Produce an exact transcription of the data, with the images left out.

╔══

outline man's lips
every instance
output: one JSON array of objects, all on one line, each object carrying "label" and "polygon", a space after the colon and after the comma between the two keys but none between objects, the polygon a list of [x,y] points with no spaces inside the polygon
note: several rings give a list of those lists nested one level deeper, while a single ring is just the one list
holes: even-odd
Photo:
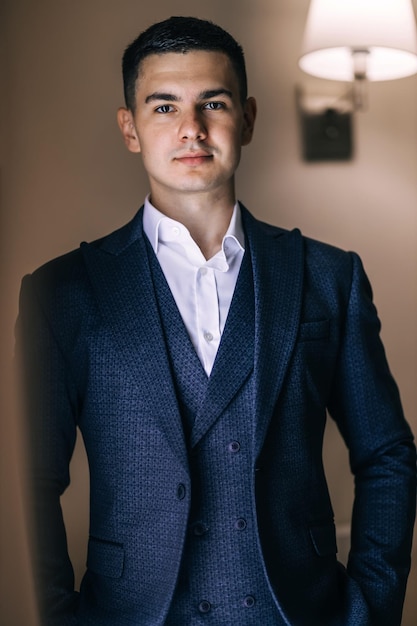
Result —
[{"label": "man's lips", "polygon": [[213,155],[208,154],[207,152],[192,152],[177,156],[175,160],[183,163],[184,165],[196,166],[207,163],[207,161],[211,158],[213,158]]}]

╚══

SOLUTION TO THIS PROBLEM —
outline man's lips
every instance
output: one JSON array of objects, all on one line, each object carrying "label" and "polygon", a space after the colon and after the comma between the two keys but none between objects, the polygon a list of [x,y] points with no spaces inside the polygon
note: several rings give a list of those lists nested one level deeper, while a single ring is just the one list
holes: even-odd
Photo:
Result —
[{"label": "man's lips", "polygon": [[213,155],[208,154],[207,152],[192,152],[177,156],[175,160],[183,163],[184,165],[196,166],[207,163],[207,161],[211,158],[213,158]]}]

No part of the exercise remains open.